### Tasks to perform
• A. Condense the paragraph of the sudoku solver discussion that begins "I've implemented a backtracking" into a short bulleted list that keeps its main facts.
• B. From the sudoku solver discussion, extract word for word the passage starting with "takes 60 seconds" and going on through "16x more time.".

### Document excerpt
+===+

In fact, a "hard" puzzle under this definition may turn super easy when simply rotated or flipped.
According to the rule "for each grid try number 1 to 9", it tries from 1 on, so we may somehow let it try more by using proper number, by the way there won't be permutation problem.
The sudoku puzzle must be valid, i.e. it should have exactly 1 solution. Some guy got a puzzle requiring 1439 seconds, but it's not valid because of having no solution.
I define the time required (or say time complexity) equivalent to how many times the recursive function is entered. (in my implementation, it's slightly different from the pseudo code above, because of the last entrance, and ensuring unique solution, etc.)
Is there any good way to construct it, or we have to use approximate ones like heuristic algorithms to find inexact solutions?
I've implemented a backtracking with both naive strategy (that I referred to as "simple" above, it's unique) and Peter Norvig's "Least Candidates First" strategy (my implementation is deterministic, but not unique. As Peter has also mentioned, the order of python dict changes the result a lot, in case of a tie on the number of candidates).
https://github.com/farteryhr/labs/blob/master/sudoku.c
The no-solution one:
.....5.8....6.1.43..........1.5........1.6...3.......553.....61........4.........
takes 60 seconds on my laptop to get the no-solution conclusion, entering the recursion function 2549798781 times (called "cycles" later). With my implementation of LCF, 78308087 cycles in 30 seconds to conclude. It's because finding the grid with least candidates needs more operations, a single cycle of LCF strategy uses about 16x more time.
The topmost one on the Hardest list:
4.....8.5.3..........7......2.....6.....8.4......1.......6.3.7.5..2.....1.4......
takes 3.0s, found the solution at cycle 9727397, and 142738236 cycles for ensuring unique solution. (my LCF: 981/7216 in 0.004s)
Many in the "hard" list are still easy for naive, though a larger portion of them needs 10^7 to 10^9 cycles.

+===+

### Recorded information

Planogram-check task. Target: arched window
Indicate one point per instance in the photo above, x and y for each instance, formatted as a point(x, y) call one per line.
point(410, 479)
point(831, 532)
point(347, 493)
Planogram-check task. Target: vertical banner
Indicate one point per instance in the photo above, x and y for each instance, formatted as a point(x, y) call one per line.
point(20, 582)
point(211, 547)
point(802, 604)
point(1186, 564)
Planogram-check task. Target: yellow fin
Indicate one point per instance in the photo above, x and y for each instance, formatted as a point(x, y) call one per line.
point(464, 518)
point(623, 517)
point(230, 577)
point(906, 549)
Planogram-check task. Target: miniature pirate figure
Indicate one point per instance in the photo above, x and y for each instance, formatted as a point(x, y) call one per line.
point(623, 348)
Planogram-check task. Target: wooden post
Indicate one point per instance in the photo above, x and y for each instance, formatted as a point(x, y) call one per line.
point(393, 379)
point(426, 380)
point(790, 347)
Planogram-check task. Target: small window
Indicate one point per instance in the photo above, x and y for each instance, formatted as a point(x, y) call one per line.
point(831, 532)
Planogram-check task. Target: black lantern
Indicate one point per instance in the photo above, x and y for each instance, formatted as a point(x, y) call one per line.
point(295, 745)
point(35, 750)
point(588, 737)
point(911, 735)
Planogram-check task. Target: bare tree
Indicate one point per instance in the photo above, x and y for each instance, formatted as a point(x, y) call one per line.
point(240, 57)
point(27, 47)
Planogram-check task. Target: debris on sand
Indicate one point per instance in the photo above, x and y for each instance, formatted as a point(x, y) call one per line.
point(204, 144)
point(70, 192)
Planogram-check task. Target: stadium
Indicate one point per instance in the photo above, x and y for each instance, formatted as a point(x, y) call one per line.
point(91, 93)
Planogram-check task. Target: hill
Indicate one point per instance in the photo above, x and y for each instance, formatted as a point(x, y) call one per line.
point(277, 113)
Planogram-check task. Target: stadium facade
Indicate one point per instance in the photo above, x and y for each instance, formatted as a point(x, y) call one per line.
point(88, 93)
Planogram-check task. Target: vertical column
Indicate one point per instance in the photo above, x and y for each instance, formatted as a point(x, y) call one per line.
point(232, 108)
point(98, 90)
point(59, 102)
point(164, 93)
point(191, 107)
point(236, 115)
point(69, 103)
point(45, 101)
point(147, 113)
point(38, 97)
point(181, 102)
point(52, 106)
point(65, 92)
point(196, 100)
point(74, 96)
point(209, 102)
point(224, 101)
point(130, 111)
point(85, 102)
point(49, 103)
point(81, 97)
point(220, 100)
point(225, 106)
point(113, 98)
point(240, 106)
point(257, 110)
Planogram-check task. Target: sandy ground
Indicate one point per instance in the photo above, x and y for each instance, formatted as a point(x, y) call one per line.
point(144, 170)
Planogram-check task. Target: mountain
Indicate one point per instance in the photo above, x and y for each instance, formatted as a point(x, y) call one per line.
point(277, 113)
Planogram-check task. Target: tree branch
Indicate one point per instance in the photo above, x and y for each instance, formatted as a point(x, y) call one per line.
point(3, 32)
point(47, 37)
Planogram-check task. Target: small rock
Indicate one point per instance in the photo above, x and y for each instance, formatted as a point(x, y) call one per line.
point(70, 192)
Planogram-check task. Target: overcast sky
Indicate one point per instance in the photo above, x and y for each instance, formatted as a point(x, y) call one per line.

+===+

### Response list
• A.
- Backtracking was implemented with two strategies.
- The first is the naive strategy, earlier called "simple," which is unique.
- The second is Peter Norvig's "Least Candidates First" strategy. This implementation of it is deterministic but not unique.
- As Peter also noted, when there is a tie on the number of candidates, the order of the Python dict changes the result a lot.

• B.
takes 60 seconds on my laptop to get the no-solution conclusion, entering the recursion function 2549798781 times (called "cycles" later). With my implementation of LCF, 78308087 cycles in 30 seconds to conclude. It's because finding the grid with least candidates needs more operations, a single cycle of LCF strategy uses about 16x more time.